» PROBLEM STATEMENT: Whenever a line of the material contains the string "window", it should be copied.

» MATERIAL SUPPLIED:
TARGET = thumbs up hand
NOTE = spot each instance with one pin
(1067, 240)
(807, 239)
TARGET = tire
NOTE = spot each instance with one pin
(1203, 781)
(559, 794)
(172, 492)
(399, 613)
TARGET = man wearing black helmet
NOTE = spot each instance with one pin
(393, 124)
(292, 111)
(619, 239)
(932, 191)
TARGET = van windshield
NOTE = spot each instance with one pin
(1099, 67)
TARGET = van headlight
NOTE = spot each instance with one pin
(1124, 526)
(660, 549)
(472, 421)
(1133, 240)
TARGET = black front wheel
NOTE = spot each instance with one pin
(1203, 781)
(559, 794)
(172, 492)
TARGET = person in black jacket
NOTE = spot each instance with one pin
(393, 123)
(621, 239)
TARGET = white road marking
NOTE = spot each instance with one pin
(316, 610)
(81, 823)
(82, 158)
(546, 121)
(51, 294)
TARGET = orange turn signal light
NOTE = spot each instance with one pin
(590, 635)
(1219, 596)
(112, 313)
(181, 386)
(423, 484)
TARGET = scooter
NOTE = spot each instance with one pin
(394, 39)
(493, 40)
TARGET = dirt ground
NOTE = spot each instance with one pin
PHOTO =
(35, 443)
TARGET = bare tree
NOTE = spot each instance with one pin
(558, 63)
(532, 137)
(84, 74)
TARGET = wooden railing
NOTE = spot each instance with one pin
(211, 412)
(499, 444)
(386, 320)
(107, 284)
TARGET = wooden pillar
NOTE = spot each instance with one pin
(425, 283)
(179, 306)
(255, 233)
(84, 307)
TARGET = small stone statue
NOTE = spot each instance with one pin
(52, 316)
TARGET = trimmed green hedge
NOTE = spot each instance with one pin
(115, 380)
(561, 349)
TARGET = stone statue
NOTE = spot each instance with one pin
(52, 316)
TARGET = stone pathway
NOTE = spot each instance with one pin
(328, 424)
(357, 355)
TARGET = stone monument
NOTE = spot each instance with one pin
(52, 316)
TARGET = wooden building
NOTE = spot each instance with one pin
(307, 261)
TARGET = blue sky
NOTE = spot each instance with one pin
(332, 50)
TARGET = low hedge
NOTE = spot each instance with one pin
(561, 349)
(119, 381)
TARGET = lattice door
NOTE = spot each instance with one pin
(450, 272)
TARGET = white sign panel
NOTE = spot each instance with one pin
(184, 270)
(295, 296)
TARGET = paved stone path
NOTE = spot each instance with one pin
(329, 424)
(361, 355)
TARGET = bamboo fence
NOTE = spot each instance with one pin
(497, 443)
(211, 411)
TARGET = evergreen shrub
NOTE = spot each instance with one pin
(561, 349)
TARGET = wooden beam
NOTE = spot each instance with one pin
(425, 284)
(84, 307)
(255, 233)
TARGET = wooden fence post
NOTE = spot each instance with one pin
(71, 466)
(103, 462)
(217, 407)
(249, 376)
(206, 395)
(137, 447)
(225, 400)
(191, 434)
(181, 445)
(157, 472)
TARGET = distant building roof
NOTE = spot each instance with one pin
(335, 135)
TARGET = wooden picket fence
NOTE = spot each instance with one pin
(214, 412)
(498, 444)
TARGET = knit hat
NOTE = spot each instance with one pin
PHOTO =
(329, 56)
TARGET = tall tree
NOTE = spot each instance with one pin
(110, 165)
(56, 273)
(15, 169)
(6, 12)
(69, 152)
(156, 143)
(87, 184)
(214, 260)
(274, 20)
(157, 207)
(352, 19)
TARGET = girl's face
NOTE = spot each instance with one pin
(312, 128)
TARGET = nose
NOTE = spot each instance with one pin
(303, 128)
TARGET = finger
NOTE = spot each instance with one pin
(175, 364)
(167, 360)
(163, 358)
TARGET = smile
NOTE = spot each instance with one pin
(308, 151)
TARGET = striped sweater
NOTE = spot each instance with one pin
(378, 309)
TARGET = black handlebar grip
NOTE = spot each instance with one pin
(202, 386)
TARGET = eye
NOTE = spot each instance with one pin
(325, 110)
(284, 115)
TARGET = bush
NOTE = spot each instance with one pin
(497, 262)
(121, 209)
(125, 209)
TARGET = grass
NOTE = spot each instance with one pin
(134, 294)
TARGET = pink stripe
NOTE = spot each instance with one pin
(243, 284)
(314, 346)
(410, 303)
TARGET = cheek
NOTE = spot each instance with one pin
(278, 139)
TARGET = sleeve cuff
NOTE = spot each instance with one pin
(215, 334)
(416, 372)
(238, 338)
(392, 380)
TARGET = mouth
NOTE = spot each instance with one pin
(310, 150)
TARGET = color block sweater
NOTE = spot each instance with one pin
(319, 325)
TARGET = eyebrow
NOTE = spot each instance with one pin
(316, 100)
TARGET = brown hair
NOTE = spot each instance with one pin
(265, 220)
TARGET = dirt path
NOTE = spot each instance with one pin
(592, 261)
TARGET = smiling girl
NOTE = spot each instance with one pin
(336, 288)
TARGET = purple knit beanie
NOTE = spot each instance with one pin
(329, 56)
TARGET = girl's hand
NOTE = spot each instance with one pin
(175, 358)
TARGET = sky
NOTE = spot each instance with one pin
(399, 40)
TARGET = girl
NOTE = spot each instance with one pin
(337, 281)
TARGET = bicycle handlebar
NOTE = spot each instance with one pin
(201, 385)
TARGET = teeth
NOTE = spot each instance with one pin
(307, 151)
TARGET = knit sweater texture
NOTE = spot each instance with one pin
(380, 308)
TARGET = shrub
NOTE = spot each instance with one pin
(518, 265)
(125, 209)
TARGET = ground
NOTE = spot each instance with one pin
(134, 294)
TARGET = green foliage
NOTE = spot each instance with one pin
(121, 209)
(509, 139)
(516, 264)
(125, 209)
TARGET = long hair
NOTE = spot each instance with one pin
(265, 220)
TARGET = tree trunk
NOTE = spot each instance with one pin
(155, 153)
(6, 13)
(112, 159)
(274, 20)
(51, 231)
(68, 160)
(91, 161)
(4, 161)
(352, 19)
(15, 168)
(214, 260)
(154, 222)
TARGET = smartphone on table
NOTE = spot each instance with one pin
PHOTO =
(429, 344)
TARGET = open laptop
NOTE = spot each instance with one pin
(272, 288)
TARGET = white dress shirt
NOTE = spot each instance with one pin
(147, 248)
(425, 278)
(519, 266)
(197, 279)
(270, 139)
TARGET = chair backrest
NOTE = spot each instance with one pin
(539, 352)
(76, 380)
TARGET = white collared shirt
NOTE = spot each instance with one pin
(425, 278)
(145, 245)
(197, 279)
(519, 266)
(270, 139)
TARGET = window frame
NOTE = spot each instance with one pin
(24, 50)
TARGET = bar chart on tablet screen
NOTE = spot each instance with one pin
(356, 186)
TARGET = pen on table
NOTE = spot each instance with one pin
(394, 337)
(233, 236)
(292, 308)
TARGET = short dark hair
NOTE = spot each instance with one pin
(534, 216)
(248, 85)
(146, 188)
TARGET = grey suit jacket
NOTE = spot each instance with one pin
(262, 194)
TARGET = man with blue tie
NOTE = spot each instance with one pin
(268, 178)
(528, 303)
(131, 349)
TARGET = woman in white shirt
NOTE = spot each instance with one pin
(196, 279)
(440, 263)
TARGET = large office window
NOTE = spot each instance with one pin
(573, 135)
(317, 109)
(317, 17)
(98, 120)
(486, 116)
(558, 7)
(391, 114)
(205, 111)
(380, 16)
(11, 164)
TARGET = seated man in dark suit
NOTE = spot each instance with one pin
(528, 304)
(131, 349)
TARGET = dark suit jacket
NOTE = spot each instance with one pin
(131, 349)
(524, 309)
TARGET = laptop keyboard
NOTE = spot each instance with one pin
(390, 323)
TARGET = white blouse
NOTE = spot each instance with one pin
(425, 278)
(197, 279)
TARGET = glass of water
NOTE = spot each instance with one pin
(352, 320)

» SOLUTION TO THIS TASK:
TARGET = window frame
TARGET = large office window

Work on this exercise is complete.